■ Text block ■

What surfaces of my structure should I paint with Koolcoat for maximum energy savings?

For maximum energy savings, Koolcoat should be applied both inside and outside. To get started conserving energy, try applying Koolcoat in an inexpensive paint to the underside of your roof decking. That application alone will lower summer temperatures in the attic, reducing the heat gain into the structure.

How much Koolcoat do I need?

Koolcoat is sold in pre-measured kits, designed for blending in one gallon, or as many five gallon buckets you may need to use. The exact amount of Koolcoat needed depends on how much paint your project will use. Coverage rates per gallon of paint vary depending on the type of paint and surface to be covered. On average figure 300 square feet of coverage per gallon of latex paint and 75 to 100 square feet for elastomeric roofing paints. So after calculating the square footage to be painted, figure the amount of paint required and purchase the correct kit of Koolcoat to match the gallons of paint. E-MAIL us to receive our booklet that will help you with your calculations.

How do I apply Koolcoat?

Koolcoat can be sprayed, rolled and for small areas, brushed. If spraying, an “airless” spray machine that develops 2000 to 3000 psi is required. You must remove all filters from the machine and use a large tip of .021″ or .030″. Make sure you have plenty of hose to reach all the areas you want to coat, and wear the necessary protective gear that you would normally use while spraying paint. To apply Koolcoat with a roller, once the Koolcoat is blended into the paint, simply pour into a roller tray and apply.

How many coats of paint are needed?

Depending upon the surface to be coated, two coats of paint with Koolcoat blended in are adequate for maximum energy savings. If the surface is quite porous, a primer coat may be necessary before the paint with Koolcoat is applied. Additional coats of Koolcoat add energy saving, and if later you cover the Koolcoat with plain paint, expect to lose some energy efficiency. A. The pre-measured kit of Koolcoat increases paint volume by at least 20%. By increasing the ratio of Koolcoat to paint, you will increase the reflectivity and thus energy efficiency, but first TEST a small amount of paint with the new ratio. Some paints can carry an added load of Koolcoat and still adhere well. Some paints may not carry the added material and won’t apply correctly.

And more FAQs..

But what if the color I really want has black in it and I can’t settle for anything else?

If your chosen color calls for black pigment in the tint recipe, there is a way to still get your color and eliminate the black pigment. Ask the paint guy if he will substitute Dark Brown for the Black pigment. Dark Brown is “burnt umber”, a clay and although it may take almost double the amount of dark brown compared to the black to develop the chosen color, the color will be very close.

Ok, I picked out a light-ish color, but how do I know if it requires black or not to get to my color?

Ask the paint tech to run the “recipe” for you. If your color requires black,drop down to the next lighter shade and run another recipe. Keep doing this until the black is not required, you move to another color, or the paint tech loses patience.

■ Data shown ■
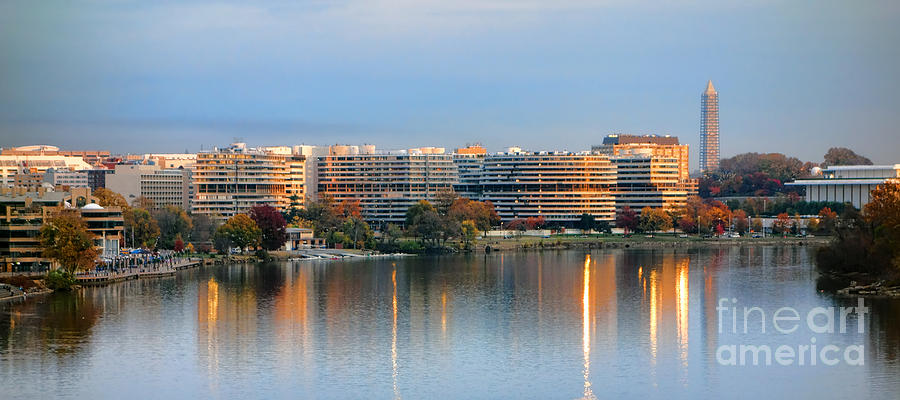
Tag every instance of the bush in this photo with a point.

■ Exercise description ■
Reproduce, word for word, the part of the Koolcoat FAQ above starting at "For maximum energy savings, Koolcoat" and ending at "into the structure.".

■ The completed task ■
For maximum energy savings, Koolcoat should be applied both inside and outside. To get started conserving energy, try applying Koolcoat in an inexpensive paint to the underside of your roof decking. That application alone will lower summer temperatures in the attic, reducing the heat gain into the structure.